**DATA FOR ANALYSIS**
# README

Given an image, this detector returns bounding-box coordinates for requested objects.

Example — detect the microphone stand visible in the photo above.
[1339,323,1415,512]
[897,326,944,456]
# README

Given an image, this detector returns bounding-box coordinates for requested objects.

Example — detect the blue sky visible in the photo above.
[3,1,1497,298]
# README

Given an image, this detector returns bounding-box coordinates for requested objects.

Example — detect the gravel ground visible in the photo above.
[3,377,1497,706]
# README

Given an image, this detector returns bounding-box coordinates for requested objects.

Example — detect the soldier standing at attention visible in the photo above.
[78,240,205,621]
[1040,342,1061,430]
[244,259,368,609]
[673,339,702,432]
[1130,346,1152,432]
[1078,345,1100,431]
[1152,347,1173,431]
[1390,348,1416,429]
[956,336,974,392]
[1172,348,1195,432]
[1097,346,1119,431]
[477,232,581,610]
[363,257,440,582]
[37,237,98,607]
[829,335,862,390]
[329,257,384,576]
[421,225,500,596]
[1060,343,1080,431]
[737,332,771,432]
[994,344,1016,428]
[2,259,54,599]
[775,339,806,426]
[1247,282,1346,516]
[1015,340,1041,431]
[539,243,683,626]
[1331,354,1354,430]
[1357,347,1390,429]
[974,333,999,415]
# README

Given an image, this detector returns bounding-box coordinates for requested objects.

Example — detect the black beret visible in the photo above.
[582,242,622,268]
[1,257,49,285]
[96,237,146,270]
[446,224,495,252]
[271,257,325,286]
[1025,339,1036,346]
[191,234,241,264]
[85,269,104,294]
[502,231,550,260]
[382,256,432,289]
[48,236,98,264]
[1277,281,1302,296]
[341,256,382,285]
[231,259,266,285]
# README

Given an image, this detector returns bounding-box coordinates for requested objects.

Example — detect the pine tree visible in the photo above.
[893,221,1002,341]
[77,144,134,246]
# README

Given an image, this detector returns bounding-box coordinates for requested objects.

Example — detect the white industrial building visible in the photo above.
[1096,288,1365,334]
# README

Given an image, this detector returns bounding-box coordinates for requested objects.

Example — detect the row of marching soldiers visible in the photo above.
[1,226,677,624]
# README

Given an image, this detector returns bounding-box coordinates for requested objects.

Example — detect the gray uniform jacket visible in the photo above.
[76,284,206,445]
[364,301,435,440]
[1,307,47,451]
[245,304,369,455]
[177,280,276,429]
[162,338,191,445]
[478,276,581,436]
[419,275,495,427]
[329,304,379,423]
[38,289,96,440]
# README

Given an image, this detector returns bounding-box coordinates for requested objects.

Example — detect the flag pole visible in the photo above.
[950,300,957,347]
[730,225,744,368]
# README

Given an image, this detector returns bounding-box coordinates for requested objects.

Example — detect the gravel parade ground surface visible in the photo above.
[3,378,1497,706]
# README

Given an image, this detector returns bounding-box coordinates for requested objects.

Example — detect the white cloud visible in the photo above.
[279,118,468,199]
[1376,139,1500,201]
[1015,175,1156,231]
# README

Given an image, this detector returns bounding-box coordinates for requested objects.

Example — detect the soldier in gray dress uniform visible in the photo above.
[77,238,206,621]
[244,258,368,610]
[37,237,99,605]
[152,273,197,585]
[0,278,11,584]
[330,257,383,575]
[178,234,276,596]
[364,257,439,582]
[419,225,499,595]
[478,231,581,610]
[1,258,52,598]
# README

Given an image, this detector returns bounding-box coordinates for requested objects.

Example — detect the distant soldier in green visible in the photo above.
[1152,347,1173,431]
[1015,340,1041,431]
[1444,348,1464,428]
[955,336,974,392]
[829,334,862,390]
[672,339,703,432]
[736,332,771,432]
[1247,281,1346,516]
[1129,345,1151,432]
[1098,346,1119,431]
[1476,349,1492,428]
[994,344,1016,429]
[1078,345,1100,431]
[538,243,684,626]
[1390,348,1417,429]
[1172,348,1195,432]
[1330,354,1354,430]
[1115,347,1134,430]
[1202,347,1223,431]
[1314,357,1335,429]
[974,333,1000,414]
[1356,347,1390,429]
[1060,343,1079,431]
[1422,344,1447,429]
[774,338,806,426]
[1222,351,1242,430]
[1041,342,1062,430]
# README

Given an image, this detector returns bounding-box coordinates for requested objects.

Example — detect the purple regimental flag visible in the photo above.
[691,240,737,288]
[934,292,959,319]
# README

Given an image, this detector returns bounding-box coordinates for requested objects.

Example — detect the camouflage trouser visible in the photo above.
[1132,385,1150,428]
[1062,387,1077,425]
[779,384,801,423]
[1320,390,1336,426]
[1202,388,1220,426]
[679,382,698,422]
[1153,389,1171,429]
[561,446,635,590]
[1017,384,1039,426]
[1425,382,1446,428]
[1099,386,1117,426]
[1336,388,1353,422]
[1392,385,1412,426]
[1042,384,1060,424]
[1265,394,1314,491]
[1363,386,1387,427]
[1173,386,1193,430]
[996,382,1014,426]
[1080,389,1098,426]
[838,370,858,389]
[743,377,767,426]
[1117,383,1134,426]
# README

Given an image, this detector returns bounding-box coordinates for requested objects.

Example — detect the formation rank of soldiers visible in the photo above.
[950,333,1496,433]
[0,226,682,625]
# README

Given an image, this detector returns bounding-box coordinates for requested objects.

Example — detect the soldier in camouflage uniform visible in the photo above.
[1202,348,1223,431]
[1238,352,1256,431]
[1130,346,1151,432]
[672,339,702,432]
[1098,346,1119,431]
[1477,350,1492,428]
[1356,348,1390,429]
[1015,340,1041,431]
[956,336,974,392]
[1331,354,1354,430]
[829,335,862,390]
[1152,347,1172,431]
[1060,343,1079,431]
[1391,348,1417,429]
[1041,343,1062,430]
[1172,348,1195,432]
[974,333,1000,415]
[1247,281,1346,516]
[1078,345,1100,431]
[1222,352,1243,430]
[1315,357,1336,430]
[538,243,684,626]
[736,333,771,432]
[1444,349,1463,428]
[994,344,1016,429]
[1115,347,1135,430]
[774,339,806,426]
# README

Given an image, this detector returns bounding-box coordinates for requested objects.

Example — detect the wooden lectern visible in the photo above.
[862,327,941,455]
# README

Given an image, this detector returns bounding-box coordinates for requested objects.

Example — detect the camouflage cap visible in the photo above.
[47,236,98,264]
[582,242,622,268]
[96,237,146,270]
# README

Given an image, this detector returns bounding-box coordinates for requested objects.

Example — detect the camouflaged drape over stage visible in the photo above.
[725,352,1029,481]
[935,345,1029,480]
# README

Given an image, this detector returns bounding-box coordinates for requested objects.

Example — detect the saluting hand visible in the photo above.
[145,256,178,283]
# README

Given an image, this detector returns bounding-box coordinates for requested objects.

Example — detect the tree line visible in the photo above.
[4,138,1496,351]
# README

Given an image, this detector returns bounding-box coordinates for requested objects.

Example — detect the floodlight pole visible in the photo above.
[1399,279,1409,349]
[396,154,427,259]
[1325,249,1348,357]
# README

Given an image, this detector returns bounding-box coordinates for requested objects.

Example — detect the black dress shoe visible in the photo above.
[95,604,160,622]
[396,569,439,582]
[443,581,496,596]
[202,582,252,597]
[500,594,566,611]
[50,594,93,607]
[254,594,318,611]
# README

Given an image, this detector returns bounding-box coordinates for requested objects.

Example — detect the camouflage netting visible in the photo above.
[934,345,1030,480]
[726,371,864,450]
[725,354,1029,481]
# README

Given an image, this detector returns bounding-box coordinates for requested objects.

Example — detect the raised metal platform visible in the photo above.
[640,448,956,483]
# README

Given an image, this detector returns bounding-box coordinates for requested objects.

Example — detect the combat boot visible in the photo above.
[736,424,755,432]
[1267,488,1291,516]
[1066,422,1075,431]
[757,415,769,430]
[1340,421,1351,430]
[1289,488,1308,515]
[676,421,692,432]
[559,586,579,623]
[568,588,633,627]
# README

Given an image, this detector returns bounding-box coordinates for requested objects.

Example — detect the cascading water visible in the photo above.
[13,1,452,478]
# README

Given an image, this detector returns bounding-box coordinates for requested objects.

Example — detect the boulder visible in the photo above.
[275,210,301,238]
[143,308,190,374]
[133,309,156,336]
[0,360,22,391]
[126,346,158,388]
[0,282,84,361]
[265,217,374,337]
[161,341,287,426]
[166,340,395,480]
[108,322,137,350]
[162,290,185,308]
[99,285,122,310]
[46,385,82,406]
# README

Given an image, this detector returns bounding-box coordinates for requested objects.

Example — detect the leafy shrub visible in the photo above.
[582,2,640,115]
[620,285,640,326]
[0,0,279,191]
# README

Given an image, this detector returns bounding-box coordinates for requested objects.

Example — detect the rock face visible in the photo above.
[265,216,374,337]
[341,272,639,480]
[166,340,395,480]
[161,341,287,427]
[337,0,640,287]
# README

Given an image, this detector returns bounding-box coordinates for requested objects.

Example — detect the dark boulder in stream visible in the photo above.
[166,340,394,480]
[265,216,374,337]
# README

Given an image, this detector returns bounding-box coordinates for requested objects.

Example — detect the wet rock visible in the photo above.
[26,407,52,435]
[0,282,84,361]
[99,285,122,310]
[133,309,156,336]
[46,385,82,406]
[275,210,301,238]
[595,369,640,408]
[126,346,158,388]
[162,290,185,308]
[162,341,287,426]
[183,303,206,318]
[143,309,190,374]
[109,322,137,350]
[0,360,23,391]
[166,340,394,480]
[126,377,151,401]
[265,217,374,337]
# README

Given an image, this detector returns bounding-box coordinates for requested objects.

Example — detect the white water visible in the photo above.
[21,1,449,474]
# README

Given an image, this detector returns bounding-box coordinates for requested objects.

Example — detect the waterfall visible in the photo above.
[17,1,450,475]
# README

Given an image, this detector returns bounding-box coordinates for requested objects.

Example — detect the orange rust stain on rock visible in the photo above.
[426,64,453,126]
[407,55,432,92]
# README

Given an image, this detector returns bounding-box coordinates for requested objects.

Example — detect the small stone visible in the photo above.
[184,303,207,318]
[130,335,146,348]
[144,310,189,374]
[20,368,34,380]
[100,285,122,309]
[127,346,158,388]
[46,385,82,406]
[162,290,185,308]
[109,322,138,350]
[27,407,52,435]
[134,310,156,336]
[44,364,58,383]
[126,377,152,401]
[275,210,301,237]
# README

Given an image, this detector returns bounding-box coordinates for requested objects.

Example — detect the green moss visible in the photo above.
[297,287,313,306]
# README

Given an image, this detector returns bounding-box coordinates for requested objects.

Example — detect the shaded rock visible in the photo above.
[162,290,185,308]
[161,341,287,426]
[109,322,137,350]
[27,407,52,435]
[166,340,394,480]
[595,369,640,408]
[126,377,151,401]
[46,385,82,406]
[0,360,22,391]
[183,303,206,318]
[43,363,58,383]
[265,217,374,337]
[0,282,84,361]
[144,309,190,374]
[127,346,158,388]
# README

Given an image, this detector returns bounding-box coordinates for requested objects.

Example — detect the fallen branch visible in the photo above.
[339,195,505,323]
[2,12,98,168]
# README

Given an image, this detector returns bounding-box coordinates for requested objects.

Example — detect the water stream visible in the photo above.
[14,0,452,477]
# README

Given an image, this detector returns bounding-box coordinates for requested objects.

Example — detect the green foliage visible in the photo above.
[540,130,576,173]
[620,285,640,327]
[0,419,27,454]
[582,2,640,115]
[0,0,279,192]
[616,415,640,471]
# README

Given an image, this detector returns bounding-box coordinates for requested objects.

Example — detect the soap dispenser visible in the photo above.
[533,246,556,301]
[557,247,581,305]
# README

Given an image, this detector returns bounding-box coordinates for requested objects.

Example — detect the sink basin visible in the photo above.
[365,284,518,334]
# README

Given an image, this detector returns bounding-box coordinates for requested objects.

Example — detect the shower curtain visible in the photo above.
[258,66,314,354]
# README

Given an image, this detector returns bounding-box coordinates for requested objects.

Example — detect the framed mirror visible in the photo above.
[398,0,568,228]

**EXERCISE AIM**
What are the lines from the one with "Example — detect the sink" through the last line of the records above? Quote them exactly and add nothing.

**RESULT OF THIS TASK**
Example — detect the sink basin visible in the photo above.
[365,284,518,334]
# README

Given an image, this detector returns bounding-box coordinates for requested objects.

Example — detect the shower curtain visible in the photo above.
[258,66,314,354]
# README

Given an image, this detector returns bounding-box coordinates for requested objects.

Example — detect the framed mirror visible in the photo above.
[398,0,568,228]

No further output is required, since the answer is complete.